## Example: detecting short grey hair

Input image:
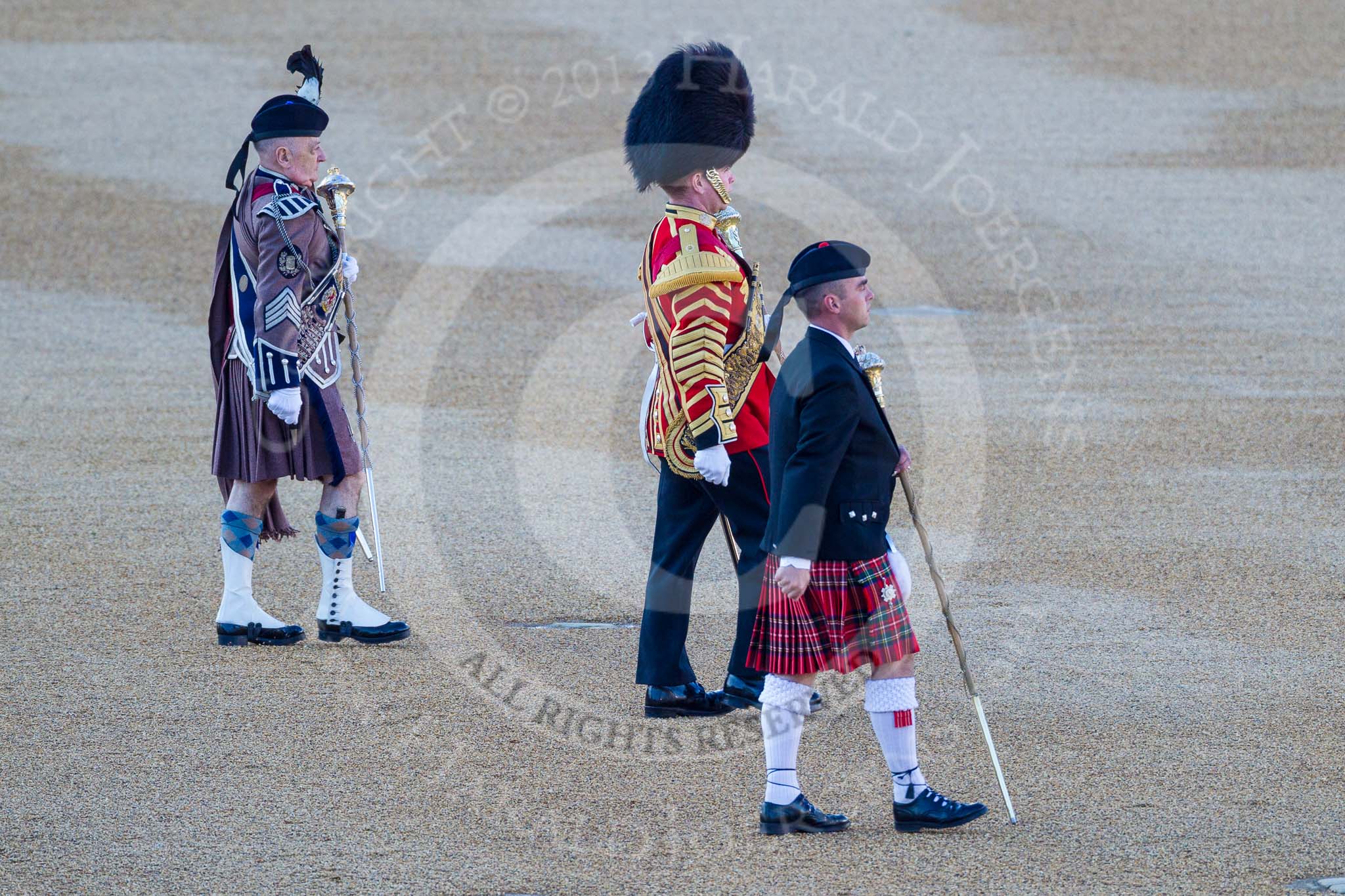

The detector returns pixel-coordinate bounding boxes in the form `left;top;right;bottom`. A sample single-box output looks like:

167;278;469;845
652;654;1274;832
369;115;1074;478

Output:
253;137;295;165
793;280;841;321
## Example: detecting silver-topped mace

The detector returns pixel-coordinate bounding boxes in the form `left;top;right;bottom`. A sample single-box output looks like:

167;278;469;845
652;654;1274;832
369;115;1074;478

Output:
313;168;387;591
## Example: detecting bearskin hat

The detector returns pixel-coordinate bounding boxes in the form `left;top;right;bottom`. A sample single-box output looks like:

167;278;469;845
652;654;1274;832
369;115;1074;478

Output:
625;43;756;192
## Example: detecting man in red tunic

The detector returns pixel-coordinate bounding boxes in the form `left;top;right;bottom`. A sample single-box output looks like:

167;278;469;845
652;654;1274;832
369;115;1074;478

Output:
625;43;812;717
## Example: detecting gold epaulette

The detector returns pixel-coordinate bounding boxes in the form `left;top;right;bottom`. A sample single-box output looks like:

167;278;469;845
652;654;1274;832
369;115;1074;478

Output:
650;250;742;298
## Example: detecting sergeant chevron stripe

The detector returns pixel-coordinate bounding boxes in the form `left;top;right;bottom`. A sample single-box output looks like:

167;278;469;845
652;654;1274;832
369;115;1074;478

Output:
257;194;317;221
265;286;300;329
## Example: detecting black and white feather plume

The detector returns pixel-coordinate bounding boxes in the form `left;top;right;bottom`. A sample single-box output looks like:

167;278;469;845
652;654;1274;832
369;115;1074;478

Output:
285;43;323;106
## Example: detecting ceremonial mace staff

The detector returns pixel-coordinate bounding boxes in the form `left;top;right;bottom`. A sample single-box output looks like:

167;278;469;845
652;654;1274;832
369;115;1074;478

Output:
856;345;1018;825
313;168;387;591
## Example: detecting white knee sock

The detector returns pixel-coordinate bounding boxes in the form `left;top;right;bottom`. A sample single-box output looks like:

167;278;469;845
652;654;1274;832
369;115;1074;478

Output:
864;678;925;803
761;674;812;806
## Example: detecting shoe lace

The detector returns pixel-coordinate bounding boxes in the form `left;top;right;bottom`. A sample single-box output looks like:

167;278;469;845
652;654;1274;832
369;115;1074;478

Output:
765;769;803;794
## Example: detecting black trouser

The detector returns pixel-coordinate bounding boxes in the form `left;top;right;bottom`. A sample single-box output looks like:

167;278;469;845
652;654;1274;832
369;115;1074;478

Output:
635;444;771;687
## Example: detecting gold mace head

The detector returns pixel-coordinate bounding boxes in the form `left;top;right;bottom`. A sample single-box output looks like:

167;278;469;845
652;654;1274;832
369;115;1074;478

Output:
854;345;888;407
313;168;355;230
714;205;742;257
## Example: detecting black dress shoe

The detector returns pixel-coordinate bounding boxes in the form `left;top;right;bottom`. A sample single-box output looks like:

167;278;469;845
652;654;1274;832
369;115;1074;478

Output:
761;794;850;834
317;619;412;643
724;675;822;712
644;681;733;719
215;622;304;647
892;787;990;830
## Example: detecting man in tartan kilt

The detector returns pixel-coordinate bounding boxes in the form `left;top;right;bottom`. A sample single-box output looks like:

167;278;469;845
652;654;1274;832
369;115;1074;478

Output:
748;240;986;834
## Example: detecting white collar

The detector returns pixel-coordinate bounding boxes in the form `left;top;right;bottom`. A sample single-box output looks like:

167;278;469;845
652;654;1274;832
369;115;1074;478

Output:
808;324;854;357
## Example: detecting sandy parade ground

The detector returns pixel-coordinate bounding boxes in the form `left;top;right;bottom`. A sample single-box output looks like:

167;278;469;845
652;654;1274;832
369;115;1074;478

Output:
0;0;1345;893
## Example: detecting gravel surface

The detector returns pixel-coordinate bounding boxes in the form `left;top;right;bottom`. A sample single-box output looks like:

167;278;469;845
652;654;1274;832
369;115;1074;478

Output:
0;0;1345;893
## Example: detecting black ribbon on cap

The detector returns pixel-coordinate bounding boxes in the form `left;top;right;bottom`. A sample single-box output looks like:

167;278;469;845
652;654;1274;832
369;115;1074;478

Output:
225;135;252;192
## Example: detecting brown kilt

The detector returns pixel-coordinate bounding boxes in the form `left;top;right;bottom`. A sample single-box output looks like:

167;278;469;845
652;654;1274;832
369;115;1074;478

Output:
211;357;361;539
748;553;920;675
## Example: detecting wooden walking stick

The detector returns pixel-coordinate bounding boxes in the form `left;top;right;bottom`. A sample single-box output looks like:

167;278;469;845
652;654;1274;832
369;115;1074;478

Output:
856;345;1018;825
313;168;387;591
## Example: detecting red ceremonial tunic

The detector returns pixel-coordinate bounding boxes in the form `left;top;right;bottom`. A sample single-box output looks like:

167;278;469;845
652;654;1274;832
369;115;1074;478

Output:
640;203;775;473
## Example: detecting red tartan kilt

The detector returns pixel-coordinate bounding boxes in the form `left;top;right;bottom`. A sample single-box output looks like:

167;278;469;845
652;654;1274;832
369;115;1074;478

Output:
748;553;920;675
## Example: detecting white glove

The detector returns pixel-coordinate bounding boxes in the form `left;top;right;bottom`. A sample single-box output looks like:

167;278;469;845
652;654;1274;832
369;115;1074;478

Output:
888;534;910;601
267;387;304;426
692;444;729;485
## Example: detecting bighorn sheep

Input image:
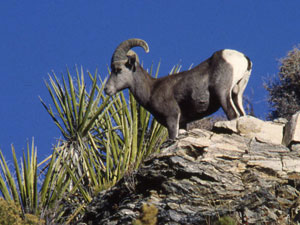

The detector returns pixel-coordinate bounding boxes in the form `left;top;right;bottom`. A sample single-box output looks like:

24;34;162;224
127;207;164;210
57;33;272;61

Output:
105;39;252;139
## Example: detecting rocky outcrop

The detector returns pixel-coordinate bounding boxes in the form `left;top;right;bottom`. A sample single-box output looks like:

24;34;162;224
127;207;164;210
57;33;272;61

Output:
82;117;300;225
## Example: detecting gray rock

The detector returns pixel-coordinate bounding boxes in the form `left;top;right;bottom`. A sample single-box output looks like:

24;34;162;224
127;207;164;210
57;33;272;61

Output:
282;112;300;146
81;125;300;225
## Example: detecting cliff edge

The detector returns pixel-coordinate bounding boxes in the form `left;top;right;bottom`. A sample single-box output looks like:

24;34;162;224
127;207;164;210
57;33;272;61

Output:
82;116;300;225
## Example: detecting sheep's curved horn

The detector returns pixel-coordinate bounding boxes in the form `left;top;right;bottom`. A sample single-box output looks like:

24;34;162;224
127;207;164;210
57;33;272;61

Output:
111;38;149;62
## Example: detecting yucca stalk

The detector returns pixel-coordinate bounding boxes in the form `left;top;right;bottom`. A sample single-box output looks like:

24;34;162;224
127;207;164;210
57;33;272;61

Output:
41;68;112;188
91;64;171;184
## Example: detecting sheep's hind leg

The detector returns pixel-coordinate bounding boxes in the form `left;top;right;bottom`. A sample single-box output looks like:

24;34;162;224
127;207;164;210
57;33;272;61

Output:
217;90;239;120
167;114;180;140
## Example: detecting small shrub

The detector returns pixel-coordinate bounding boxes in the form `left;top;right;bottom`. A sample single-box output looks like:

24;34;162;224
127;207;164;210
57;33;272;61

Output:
0;198;45;225
133;204;158;225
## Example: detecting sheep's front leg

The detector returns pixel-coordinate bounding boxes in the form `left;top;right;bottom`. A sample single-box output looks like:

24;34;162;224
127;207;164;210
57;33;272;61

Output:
167;113;180;140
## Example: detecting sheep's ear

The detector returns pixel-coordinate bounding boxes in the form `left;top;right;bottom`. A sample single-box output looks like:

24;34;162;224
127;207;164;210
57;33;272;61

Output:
126;55;136;71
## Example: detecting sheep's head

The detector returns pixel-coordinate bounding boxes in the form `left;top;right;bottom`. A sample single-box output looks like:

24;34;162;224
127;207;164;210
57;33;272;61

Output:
104;39;149;96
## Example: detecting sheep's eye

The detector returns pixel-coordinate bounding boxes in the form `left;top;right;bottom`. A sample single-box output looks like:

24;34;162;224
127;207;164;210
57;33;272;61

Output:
112;67;122;75
115;68;122;74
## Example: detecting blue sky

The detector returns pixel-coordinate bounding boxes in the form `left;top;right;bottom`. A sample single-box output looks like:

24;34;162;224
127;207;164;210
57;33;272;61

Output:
0;0;300;161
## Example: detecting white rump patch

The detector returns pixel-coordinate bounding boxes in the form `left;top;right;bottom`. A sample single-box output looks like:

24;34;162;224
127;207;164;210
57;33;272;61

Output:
222;49;251;116
222;49;248;84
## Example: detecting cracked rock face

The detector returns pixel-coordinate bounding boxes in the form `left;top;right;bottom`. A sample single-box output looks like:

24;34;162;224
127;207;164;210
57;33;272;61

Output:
82;118;300;225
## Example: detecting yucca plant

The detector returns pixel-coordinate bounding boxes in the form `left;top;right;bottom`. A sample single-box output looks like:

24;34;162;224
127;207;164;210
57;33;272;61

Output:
42;65;178;222
0;140;69;221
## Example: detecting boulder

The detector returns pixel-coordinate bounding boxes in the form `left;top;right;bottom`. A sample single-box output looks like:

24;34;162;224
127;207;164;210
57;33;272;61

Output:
214;116;285;145
282;112;300;146
81;125;300;225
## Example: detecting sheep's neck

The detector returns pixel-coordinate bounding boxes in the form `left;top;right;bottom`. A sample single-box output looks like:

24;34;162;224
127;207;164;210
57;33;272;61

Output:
130;67;155;108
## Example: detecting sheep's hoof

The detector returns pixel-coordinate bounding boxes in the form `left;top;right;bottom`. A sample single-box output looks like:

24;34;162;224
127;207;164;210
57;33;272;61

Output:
161;138;178;148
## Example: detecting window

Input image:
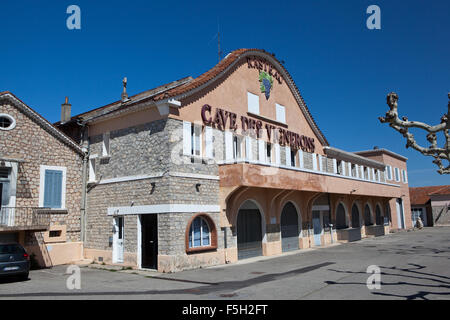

## WRITTEN TASK
Reproduce the data from its start through the line containing "793;280;841;321", replacing "Input image" with "Source image" and changing nothing else. Omit the pictures from your answer.

## TASK RESULT
## Example: detecting short grey hair

Source image:

The detector returns pixel-coordinate bounding boxes in the form `left;top;right;bottom`. A sample single-box output looks like:

167;278;469;845
652;654;1274;832
369;115;1074;478

Output:
253;137;295;165
793;280;841;321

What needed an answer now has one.